- **READING PASSAGE**:
────

From Isaiah 49:8-16a

But Zion said, “The LORD has forsaken me,
my Lord has forgotten me.”
Can a woman forget her nursing child,
or show no compassion for the child of her womb?
Even these may forget,
yet I will not forget you.
See, I have inscribed you on the palms of my hands.

From Matthew 6:24-34

“Therefore I tell you, do not worry about your life, what you will eat or what you will drink, or about your body, what you will wear. Is not life more than food, and the body more than clothing? Look at the birds of the air; they neither sow nor reap nor gather into barns, and yet your heavenly Father feeds them. Are you not of more value than they? And can any of you by worrying add a single hour to your span of life? And why do you worry about clothing? Consider the lilies of the field, how they grow; they neither toil nor spin, yet I tell you, even Solomon in all his glory was not clothed like one of these. But if God so clothes the grass of the field, which is alive today and tomorrow is thrown into the oven, will he not much more clothe you-- you of little faith? Therefore do not worry, saying, `What will we eat?' or `What will we drink?' or `What will we wear?' For it is the Gentiles who strive for all these things; and indeed your heavenly Father knows that you need all these things. But strive first for the kingdom of God and his righteousness, and all these things will be given to you as well.

“So do not worry about tomorrow, for tomorrow will bring worries of its own. Today's trouble is enough for today.”


Tom O’Brien, a friend of mine from Tom’s of Maine, once told me a story about his family—a large, Catholic clan who lived in the Boston area. The family—his mother, his father and Tom’s six brothers and sisters—were all packed into one car on their way to visit some relatives. In the middle of their trip, they decided to pick up a few things at one of those New England General stores in a rambling building, a store that sells a little bit of everything.

The whole family piled out of the car and went in. The parents did their shopping while the seven siblings began wandering around the store. After about twenty minutes, with newly purchased items in hand, the O’Brien family got back into the car and again started down the road toward their destination. Ten minutes into that drive, Tom’s older brother looked around the car and asked. “Where’s Tommy?”

Yes, Tommy, as he was called then, the youngest of four sons, had been forgotten. He was not in the car with everyone else but was sitting on a chair drinking a soda behind the counter where the storekeeper had put him, waiting for his family to return.

On one level Tom was telling me this as a funny story—the story of a busy, disorganized family that had so many children that they forgot one on a road trip. But he was also telling me a poignant story, the story of a terrified little boy who discovered one day that his own family had forgotten him and had left him behind.

Being forgotten is something each of us knows about. It may be the experience of being left out of a discussion we thought we should have been included in. It may be running into someone we know who neither recognizes our face but can’t remember our name. Or it may be a deeper, more gripping experience: a little boy, who, even as an adult, remembers the day his family forgot him. Being forgotten is something each of us knows about.

────

- **SUPPLIED ENTRIES**:
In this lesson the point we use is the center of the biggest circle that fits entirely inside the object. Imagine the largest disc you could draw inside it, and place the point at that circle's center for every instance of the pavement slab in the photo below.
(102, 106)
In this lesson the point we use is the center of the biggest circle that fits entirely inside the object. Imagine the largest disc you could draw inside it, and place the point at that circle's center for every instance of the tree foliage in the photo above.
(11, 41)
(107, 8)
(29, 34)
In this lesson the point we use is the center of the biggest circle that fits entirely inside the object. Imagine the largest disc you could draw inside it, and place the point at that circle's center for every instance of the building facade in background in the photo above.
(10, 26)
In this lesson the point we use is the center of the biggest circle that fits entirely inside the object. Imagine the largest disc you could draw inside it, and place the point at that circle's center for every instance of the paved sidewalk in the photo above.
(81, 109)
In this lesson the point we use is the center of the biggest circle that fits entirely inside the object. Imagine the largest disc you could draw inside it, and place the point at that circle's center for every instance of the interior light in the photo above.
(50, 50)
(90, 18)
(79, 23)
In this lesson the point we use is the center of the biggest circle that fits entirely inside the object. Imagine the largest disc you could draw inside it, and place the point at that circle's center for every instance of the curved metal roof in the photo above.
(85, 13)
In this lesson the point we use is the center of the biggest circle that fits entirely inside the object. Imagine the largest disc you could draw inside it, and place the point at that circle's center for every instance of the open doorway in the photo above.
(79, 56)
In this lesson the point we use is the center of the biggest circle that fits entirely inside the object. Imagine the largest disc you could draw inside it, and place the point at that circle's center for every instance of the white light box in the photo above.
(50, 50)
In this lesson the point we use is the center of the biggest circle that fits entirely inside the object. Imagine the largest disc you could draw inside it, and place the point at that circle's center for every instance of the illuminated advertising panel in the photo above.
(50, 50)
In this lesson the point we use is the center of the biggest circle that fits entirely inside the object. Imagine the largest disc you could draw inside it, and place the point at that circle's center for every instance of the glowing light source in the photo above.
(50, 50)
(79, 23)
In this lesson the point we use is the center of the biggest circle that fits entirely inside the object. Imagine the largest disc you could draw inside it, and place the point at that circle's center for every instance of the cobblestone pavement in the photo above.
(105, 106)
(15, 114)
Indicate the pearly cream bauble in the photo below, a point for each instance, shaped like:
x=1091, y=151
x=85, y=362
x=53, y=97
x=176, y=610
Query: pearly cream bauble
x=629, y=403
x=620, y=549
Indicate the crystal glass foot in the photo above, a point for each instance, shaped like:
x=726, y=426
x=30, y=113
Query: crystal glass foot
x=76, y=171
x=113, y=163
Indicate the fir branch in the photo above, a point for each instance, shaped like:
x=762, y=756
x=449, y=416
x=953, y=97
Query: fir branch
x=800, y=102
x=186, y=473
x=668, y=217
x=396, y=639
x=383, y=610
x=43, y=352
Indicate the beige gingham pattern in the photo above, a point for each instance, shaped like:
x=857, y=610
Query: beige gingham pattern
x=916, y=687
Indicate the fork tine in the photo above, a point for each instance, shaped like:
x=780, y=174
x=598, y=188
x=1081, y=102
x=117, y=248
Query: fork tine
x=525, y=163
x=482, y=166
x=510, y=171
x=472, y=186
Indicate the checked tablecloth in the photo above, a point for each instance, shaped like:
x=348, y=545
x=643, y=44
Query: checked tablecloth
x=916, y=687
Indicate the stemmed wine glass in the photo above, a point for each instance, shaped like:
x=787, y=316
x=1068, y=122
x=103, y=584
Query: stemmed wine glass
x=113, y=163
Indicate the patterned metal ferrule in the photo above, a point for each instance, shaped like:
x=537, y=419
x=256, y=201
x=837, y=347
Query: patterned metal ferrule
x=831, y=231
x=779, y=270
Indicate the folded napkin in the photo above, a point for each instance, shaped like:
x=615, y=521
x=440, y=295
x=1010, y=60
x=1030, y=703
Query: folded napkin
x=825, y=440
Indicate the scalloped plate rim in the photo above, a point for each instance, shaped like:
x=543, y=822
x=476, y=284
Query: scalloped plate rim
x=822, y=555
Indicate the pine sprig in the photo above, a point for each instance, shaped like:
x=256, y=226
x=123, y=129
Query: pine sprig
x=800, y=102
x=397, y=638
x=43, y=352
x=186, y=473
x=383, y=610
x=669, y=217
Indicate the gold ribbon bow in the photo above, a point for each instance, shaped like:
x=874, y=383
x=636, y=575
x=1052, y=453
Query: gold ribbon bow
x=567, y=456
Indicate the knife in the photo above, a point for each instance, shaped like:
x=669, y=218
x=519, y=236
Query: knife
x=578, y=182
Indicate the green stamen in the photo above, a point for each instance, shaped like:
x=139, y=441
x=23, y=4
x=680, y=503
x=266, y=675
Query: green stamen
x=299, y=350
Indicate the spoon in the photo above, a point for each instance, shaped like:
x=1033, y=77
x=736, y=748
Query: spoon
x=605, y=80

────

- **TO BE DONE**:
Continue the reflection on being forgotten, which follows the Isaiah and Matthew readings, starting after its final sentence.

- **ANSWER TO THIS EXERCISE**:
I often think of the time it became clear to my mother that my father, a victim of dementia, no longer remembered who she was. It was early morning and they were still in bed—he on his side and she cuddled up to his back. Suddenly he sat up, turned to her, looking more agitated than puzzled, and asked: “Who are you? And what are you doing in my bed?

It’s easy to take these experiences of being forgotten, left behind or dislocated and project them onto God. And, this, of course is some of what we hear in our reading from what scholars call “Second” Isaiah this morning. In their exile in Babylon and in the face of the destruction of Jerusalem, called “Zion” in this passage, the Jewish people imagine that God has forgotten them. Being forgotten by God is devastating for them, a condition Second Isaiah compares to what it’s like to be a woman who is unable to conceive, in Hebrew thought, unable to bring about the future from within herself

And so what are the people to hope in? How are they to make sense of their sense that God has forgotten them in their exile? What are they to do given that they seem unable to secure their own future?

I know what many of us do. When we’re in exile, we may tell ourselves that God has forgotten us, but more often we go to hypothesizing that God is either indifferent to us, has so much to do that God doesn’t have the time to respond or that God isn’t real at all.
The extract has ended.